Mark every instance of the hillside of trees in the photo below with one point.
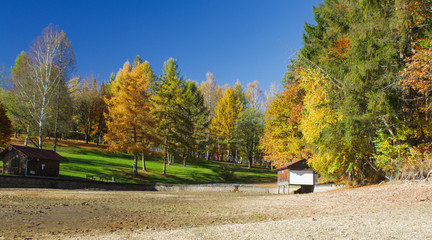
(356, 100)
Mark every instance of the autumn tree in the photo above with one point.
(5, 128)
(283, 140)
(223, 125)
(212, 93)
(168, 103)
(87, 102)
(50, 59)
(100, 110)
(254, 95)
(196, 123)
(249, 129)
(130, 123)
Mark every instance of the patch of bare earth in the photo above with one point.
(388, 211)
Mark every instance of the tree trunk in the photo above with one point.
(56, 124)
(143, 160)
(27, 135)
(86, 136)
(135, 168)
(165, 157)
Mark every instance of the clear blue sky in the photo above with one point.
(233, 39)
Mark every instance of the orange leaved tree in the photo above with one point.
(129, 122)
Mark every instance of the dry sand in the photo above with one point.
(386, 211)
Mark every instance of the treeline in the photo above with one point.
(357, 98)
(135, 111)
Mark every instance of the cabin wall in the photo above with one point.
(44, 168)
(283, 176)
(14, 163)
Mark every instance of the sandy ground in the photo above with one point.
(386, 211)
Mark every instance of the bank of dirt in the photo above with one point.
(385, 211)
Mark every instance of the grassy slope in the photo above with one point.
(91, 160)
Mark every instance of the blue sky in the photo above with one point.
(235, 40)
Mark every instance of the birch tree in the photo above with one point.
(51, 59)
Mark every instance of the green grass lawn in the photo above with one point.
(84, 161)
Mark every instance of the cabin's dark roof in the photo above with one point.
(35, 153)
(292, 164)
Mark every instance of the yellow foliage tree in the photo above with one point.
(5, 128)
(282, 141)
(129, 122)
(227, 112)
(317, 113)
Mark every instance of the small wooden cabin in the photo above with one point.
(297, 173)
(27, 161)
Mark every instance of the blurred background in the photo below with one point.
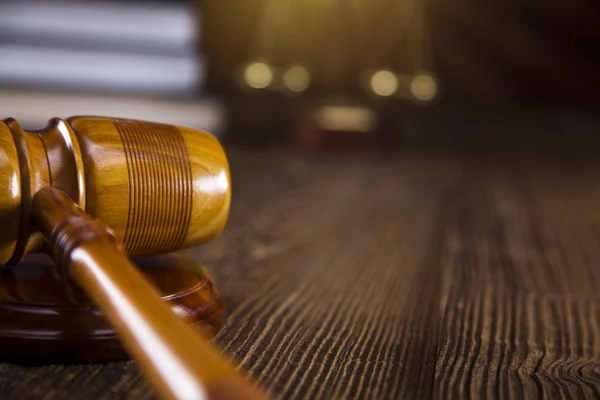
(342, 76)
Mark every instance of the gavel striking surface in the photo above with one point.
(44, 318)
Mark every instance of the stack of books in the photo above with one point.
(124, 59)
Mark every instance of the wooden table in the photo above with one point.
(410, 277)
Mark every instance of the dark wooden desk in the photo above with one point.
(415, 277)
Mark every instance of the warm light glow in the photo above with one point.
(423, 87)
(214, 185)
(384, 83)
(349, 119)
(296, 79)
(15, 186)
(258, 75)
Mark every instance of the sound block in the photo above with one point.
(45, 318)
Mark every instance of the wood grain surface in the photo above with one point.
(413, 277)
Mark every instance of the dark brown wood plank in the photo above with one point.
(522, 314)
(343, 299)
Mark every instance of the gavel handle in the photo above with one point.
(177, 361)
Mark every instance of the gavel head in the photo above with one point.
(158, 187)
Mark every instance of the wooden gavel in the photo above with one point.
(93, 190)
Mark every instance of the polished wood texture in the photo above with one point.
(178, 362)
(45, 318)
(159, 187)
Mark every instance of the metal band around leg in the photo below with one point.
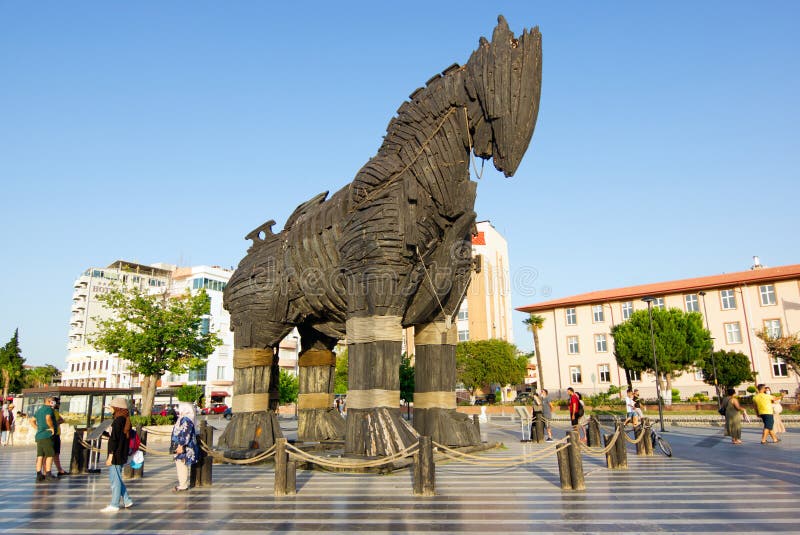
(315, 401)
(250, 402)
(435, 333)
(370, 399)
(374, 329)
(434, 400)
(317, 357)
(250, 356)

┄┄┄┄┄┄┄┄┄┄

[Given task]:
Output the line containing "Mark every instance of the cabin's" along with every line after it to the end of the material, exactly as written, but without pictures.

[Answer to this exercise]:
Mark every instance of the cabin's dark roof in the photo above with one point.
(35, 153)
(292, 164)
Mark every instance of the yellow foliage tree in the photo above with one point.
(5, 128)
(282, 141)
(129, 122)
(227, 112)
(317, 113)
Mark every instance of the small wooden cabin in the photo above with one point.
(297, 173)
(27, 161)
Mark every instance of the blurred background in the photo below with one point.
(342, 76)
Mark every instance of the gavel striking surface in the photo above with one point.
(44, 318)
Mark every instance of the stack of books in the photo above with one point.
(124, 59)
Mark every instance of the wooden table in the photo above with one point.
(410, 277)
Mark every instance of the dark wooden desk in the photo above with one point.
(415, 277)
Mark every instance of the warm light glow in the photo above with one point.
(423, 87)
(214, 185)
(384, 83)
(349, 119)
(296, 79)
(15, 186)
(258, 75)
Mark every instance of the sound block in the photo above with one point.
(45, 318)
Mark every instance of the wood grain surface in the photo above with one point.
(413, 277)
Mark every instance of the dark brown wood plank in the photo above with one point.
(522, 314)
(343, 299)
Mark every instance of the gavel handle in the photo above with one point.
(177, 361)
Mark every instance of the gavel head in the photo above with one point.
(158, 187)
Mark every instance of the wooden gavel in the photo above with one point.
(93, 190)
Mark every instance of the polished wood texture in the photo above with one point.
(178, 362)
(45, 318)
(159, 187)
Mark every instance of the metal band around leg in the photo below with one point.
(315, 401)
(250, 402)
(435, 333)
(370, 399)
(374, 329)
(434, 400)
(317, 357)
(250, 356)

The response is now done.